■ **Extracted entries**:

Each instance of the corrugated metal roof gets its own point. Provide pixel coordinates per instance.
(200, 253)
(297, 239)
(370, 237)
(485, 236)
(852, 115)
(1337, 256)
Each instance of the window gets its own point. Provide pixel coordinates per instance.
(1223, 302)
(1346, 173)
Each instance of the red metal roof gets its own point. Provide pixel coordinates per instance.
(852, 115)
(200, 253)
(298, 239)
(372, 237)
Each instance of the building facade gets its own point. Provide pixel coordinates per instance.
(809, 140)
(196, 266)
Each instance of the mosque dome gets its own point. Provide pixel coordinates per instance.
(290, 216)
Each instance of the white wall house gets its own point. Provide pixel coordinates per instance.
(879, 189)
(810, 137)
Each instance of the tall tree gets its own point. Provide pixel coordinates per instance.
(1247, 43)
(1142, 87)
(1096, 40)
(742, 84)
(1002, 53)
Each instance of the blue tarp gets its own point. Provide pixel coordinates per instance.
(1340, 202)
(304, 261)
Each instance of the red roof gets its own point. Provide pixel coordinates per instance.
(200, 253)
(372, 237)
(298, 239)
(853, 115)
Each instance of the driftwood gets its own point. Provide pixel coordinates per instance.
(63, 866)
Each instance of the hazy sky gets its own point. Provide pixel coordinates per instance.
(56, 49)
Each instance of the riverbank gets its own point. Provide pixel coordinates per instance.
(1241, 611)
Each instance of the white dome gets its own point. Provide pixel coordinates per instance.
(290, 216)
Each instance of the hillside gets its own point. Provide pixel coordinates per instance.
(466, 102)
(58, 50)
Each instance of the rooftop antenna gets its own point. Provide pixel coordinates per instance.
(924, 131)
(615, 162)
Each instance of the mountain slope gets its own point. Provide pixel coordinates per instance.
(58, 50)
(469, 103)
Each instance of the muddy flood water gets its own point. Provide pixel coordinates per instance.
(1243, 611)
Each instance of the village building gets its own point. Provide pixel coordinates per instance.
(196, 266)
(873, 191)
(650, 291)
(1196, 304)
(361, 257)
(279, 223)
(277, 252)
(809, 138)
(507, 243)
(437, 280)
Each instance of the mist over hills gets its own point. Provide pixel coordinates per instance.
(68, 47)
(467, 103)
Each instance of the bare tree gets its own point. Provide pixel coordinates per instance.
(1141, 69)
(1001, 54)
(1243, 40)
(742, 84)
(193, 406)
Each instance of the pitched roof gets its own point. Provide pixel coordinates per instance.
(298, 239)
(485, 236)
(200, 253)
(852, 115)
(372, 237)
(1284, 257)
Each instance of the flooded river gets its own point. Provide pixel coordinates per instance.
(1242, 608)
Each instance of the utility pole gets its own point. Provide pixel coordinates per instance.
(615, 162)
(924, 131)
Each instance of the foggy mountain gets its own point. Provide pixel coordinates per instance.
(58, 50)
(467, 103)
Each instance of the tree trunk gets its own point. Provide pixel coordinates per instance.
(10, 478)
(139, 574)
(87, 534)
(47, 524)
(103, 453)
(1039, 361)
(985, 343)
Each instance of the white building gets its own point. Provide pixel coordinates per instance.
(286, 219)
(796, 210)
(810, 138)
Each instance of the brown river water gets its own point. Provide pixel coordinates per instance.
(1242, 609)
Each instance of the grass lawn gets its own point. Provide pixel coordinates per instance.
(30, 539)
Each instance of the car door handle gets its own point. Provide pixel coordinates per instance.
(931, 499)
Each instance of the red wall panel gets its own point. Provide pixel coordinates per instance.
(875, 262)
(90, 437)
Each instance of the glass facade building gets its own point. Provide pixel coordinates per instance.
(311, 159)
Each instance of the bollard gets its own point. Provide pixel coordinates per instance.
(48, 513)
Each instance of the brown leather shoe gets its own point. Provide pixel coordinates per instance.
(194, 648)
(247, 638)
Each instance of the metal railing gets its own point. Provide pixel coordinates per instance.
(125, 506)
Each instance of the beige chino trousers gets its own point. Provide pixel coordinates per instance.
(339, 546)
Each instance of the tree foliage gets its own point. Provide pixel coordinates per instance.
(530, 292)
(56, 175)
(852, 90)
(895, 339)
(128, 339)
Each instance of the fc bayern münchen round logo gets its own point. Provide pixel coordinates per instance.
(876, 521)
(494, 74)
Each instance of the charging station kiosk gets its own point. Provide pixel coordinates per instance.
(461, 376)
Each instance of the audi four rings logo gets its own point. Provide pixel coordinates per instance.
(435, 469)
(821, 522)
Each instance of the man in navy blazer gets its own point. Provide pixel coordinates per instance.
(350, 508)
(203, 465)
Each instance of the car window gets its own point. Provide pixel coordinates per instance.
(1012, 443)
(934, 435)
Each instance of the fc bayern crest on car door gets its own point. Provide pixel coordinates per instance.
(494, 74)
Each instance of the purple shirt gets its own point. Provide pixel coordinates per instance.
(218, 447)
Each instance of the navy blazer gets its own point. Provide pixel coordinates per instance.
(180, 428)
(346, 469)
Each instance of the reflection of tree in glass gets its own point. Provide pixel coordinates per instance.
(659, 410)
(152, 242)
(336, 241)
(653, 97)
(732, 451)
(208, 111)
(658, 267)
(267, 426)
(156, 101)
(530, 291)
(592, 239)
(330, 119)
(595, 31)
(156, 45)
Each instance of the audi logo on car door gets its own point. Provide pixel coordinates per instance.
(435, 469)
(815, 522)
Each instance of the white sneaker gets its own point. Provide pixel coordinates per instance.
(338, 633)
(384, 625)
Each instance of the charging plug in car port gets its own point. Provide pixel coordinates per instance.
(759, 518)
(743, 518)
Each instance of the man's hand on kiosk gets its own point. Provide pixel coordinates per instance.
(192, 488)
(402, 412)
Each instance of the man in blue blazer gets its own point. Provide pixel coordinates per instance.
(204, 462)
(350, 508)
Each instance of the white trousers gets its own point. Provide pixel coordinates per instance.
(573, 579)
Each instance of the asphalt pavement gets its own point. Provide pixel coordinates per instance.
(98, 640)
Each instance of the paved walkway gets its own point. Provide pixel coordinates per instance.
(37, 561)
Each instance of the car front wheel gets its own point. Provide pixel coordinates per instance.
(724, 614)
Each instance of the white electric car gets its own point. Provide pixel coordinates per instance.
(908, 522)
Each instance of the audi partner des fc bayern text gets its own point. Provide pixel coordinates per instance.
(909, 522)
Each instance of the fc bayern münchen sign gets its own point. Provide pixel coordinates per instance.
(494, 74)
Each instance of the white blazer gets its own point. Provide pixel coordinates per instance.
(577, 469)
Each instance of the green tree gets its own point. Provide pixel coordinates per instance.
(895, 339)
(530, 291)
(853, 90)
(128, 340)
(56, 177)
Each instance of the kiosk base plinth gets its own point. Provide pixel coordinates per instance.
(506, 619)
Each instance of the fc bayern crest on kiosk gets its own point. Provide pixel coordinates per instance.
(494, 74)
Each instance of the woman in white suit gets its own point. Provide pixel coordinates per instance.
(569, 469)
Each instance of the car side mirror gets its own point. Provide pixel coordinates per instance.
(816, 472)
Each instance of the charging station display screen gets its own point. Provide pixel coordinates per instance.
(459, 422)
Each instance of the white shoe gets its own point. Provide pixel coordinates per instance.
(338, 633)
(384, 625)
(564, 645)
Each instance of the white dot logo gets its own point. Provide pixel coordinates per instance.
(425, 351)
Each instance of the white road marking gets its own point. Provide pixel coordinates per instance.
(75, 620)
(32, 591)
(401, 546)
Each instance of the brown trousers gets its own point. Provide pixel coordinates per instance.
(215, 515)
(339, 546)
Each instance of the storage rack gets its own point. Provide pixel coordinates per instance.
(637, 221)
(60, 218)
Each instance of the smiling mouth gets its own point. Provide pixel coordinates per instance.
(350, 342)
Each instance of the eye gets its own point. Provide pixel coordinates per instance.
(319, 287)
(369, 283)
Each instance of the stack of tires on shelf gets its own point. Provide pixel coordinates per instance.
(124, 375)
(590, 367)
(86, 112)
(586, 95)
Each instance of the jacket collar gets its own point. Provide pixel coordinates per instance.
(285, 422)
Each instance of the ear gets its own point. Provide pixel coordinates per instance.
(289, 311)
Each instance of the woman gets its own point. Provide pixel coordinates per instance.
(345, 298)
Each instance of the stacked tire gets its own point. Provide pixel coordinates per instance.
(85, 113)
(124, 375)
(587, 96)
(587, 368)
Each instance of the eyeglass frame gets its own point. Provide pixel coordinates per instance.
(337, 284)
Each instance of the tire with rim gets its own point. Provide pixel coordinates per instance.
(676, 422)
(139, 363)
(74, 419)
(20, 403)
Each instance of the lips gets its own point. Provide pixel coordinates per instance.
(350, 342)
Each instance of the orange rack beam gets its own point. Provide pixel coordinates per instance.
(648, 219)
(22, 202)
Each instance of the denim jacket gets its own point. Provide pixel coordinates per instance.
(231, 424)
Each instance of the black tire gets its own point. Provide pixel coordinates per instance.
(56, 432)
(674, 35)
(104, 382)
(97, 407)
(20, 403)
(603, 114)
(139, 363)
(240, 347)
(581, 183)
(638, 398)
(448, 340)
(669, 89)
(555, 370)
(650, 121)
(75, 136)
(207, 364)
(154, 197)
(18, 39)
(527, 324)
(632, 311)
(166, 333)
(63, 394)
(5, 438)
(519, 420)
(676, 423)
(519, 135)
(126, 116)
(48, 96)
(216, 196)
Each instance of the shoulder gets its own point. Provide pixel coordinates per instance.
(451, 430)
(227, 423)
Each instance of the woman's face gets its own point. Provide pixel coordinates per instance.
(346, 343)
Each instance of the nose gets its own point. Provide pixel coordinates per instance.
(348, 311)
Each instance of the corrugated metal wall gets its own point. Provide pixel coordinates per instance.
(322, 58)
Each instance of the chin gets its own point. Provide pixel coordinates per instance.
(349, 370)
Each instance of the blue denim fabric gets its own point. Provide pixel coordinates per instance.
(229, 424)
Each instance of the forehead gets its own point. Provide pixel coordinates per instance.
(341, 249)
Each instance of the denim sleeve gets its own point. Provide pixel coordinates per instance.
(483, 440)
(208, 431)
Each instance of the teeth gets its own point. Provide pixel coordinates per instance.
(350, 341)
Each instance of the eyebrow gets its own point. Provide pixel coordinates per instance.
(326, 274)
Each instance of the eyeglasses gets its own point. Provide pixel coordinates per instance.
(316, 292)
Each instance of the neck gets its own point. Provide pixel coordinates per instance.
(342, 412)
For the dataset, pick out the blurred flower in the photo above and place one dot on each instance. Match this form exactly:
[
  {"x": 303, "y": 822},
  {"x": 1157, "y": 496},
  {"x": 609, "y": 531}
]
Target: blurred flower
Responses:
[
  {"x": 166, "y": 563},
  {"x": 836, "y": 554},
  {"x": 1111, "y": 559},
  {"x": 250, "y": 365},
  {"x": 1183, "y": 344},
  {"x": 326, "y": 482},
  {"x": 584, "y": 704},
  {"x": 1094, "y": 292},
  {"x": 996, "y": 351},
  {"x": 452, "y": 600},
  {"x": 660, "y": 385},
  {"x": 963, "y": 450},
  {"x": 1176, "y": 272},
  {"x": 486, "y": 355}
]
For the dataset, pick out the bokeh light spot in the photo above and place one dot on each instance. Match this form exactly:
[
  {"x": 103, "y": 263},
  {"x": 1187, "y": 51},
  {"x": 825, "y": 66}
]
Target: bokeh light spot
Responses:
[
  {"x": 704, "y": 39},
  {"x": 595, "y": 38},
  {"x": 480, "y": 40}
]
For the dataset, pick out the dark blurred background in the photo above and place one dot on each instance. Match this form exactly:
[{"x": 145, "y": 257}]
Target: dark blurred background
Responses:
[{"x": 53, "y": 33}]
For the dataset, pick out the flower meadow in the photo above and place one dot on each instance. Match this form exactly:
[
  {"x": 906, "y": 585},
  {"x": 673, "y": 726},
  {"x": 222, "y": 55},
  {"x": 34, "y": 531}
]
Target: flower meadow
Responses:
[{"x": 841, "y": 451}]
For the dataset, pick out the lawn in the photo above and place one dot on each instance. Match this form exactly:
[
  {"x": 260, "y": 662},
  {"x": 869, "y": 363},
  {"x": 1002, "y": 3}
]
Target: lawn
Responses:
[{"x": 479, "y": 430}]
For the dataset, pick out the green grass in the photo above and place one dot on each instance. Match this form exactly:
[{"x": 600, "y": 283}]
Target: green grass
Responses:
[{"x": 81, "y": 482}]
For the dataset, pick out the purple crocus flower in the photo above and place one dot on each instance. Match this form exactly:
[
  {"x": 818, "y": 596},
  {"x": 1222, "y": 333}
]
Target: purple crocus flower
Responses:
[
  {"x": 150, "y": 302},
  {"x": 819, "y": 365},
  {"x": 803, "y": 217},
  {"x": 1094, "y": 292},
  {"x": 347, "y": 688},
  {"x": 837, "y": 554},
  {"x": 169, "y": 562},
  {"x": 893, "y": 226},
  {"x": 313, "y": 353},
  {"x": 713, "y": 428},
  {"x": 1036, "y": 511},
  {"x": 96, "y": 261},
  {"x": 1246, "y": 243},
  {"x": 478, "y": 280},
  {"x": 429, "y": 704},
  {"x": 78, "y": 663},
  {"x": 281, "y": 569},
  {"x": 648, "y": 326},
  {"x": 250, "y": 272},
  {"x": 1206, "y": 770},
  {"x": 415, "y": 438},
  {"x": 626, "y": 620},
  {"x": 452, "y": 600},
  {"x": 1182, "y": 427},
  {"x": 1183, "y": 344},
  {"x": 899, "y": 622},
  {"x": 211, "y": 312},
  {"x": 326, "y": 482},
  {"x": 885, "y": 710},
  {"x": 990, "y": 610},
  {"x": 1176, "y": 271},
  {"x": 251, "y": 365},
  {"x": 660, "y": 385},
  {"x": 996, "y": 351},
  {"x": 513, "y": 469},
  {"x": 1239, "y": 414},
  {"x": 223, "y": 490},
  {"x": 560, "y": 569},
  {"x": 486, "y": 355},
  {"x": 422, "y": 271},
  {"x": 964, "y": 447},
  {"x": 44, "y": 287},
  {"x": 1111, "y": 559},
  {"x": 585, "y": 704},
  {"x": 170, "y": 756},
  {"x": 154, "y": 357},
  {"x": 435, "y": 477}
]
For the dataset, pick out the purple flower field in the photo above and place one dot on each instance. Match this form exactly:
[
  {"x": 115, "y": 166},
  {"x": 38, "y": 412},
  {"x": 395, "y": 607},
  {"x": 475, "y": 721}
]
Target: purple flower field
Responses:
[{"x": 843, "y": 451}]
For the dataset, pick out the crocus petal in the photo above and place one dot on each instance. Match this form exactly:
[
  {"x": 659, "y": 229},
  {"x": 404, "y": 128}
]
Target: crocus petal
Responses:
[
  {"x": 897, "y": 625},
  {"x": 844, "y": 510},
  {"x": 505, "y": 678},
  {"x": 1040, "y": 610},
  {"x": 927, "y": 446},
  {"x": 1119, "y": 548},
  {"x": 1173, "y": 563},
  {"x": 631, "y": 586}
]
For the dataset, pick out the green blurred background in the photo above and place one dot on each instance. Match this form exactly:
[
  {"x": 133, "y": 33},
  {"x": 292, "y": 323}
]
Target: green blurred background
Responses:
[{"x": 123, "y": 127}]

■ **Try it**:
Would you show each line of the listing above that has the string "meadow"?

■ **Response to this task**:
For the dataset, pick out the flower meadow in the photo above and place one dot on each instance. Match this form exactly:
Target: flower meadow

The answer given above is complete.